- **Set task**
Retype the rows below word for word, beginning with the line containing "Each instance of the black backpack gets" and continuing through the line containing "457), (183, 540)]". Include only those lines.

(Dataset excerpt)
* START *

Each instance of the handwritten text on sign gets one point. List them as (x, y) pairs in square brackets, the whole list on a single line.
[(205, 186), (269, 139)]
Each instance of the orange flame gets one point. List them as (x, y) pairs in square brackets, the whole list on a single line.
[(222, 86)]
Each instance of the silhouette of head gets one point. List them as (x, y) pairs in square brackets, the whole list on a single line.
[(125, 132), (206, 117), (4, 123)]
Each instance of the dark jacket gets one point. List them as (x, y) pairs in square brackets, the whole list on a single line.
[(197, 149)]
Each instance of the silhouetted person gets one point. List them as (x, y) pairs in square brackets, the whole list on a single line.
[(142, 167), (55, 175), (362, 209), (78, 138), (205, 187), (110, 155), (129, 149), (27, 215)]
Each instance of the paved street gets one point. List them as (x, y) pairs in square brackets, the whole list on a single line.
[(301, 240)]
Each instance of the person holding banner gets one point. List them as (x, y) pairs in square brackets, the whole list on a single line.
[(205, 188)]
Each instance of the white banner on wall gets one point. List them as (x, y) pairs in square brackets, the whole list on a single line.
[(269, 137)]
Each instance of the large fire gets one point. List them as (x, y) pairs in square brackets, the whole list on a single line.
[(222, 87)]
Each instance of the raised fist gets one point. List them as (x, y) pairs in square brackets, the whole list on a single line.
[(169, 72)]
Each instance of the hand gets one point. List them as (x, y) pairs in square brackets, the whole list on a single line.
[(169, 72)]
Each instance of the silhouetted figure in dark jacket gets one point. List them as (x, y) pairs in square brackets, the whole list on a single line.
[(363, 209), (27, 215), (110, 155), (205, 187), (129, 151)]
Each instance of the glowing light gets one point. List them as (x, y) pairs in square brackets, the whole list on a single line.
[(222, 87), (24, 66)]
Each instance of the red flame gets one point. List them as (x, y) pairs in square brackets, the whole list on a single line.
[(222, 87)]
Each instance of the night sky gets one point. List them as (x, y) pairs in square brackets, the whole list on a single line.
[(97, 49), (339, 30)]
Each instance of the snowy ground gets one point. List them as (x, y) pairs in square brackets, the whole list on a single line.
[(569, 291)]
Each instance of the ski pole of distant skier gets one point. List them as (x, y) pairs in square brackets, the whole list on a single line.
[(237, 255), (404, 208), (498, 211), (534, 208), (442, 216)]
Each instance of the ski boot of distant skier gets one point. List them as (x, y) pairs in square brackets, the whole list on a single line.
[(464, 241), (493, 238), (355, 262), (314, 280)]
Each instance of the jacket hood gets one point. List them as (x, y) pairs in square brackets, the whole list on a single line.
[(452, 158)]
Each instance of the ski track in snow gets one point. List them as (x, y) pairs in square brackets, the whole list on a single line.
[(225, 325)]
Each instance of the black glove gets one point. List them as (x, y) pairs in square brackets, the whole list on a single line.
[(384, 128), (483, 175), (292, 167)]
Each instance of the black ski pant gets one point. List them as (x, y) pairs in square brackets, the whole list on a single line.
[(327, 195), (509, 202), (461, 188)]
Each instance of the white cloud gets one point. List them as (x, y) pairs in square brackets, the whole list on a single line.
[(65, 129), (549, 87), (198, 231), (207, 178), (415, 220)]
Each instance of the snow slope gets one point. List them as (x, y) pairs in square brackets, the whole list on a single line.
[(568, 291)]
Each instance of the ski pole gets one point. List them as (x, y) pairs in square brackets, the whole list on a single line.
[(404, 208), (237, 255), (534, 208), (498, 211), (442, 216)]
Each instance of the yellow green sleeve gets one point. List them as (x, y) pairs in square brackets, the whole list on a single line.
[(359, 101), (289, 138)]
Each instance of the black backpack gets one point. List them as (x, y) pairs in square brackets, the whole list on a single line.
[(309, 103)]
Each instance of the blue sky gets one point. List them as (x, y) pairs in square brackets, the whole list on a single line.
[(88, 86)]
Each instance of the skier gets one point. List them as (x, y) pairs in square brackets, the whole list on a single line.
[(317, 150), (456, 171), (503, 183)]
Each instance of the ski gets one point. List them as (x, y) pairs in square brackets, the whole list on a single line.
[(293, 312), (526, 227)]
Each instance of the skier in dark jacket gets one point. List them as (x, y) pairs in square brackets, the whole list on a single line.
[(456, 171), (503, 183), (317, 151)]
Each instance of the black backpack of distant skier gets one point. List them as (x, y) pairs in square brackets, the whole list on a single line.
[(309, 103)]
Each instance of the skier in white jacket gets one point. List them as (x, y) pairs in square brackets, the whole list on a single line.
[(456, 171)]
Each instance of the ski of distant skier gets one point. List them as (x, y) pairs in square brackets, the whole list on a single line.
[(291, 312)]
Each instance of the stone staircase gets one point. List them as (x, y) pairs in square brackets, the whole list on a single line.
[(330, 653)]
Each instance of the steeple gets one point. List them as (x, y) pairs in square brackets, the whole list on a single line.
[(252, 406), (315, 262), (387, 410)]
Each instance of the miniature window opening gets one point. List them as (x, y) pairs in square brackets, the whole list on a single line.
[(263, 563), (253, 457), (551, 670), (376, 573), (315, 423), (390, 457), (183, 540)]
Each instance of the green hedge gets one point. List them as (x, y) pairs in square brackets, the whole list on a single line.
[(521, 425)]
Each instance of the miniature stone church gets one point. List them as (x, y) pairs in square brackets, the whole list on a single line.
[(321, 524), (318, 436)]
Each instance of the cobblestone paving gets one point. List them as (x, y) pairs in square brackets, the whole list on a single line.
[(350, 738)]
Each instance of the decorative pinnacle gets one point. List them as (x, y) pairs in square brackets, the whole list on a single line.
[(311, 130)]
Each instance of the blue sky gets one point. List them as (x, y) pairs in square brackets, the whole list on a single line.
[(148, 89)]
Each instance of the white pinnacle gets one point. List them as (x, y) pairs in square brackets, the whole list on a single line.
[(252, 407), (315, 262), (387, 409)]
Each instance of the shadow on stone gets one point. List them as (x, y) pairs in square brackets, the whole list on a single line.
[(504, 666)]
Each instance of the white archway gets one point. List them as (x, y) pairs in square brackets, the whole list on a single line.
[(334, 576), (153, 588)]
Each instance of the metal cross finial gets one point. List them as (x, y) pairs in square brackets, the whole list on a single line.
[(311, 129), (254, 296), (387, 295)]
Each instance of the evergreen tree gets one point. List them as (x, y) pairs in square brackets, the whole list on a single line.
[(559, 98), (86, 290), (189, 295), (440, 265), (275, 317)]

* END *

- **Result of the task**
Each instance of the black backpack gets one point. List them as (x, y) pairs in square brackets, the whole list on a single line.
[(309, 103)]
Each instance of the blue sky gets one point. List them as (x, y) pairs in square brackets, the whole list on a single line.
[(88, 86)]
Each instance of the skier gets one point. List them as (x, y) pairs in square brackets, the whole list on a single line.
[(317, 150), (456, 171), (503, 183)]
Each instance of the ski gets one point. List them as (x, y) pairs in square brackets, the whole list on a single line.
[(293, 312), (526, 227)]
Each instance of the skier in dark jacket gets one point. List them as (x, y) pairs in square brackets, the whole list on a single line.
[(456, 171), (503, 183), (317, 151)]
Each instance of the black backpack of distant skier gets one point. List them as (x, y) pairs in square brackets, the whole list on a single line.
[(309, 103)]
Each instance of the skier in white jacket gets one point. List them as (x, y) pairs in square brackets, the whole list on a single line.
[(456, 171)]
Each instance of the ski of distant skier gets one point. List them as (x, y) pairs in square brackets, the whole list on a single line.
[(291, 312)]
Each instance of the stone staircase gets one point. List them as (x, y) pairs in square brackets, the whole list on a single line.
[(330, 653)]
Each instance of the steeple gets one point. List them as (x, y) pairs in square brackets, the whole list on a single line.
[(252, 406), (315, 262), (387, 410)]
Each instance of the miniature window opening gets one point. List them as (x, y) pairs in square brackets, the whole list on a single line.
[(263, 563), (253, 457), (551, 670), (376, 573), (315, 423), (390, 457), (183, 540)]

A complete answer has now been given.